ABOUT THIS TASK> Every entry below must be transcribed word for word, and the images must be left out.
==== DATA TO PROCESS ====
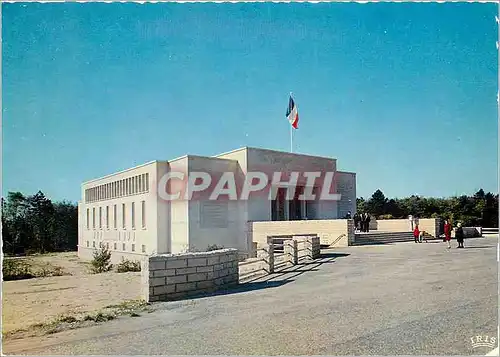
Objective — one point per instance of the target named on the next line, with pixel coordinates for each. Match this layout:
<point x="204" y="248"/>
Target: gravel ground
<point x="405" y="298"/>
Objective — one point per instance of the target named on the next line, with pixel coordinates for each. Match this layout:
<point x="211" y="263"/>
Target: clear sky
<point x="402" y="94"/>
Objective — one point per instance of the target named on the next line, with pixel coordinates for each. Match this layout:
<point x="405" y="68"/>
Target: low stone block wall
<point x="172" y="277"/>
<point x="302" y="248"/>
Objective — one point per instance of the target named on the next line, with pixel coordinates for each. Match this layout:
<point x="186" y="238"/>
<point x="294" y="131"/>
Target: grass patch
====
FINISHED TASK>
Objective — one point per instance of the target named on the next line, with pixel coordinates for each. Match this layout:
<point x="204" y="248"/>
Target: gravel ground
<point x="405" y="298"/>
Objective — one point per instance of the target named on the next line, with pixel coordinates for each. Match this layout:
<point x="211" y="263"/>
Target: clear sky
<point x="402" y="94"/>
Objective — one point per instance of the target named on the next line, with pixel coordinates for each. Match this layout:
<point x="405" y="68"/>
Target: low stone block wall
<point x="172" y="277"/>
<point x="302" y="248"/>
Objective — one point per instance of the target named on the next line, with pixel coordinates for each. Match this layout:
<point x="186" y="238"/>
<point x="294" y="131"/>
Target: grass patch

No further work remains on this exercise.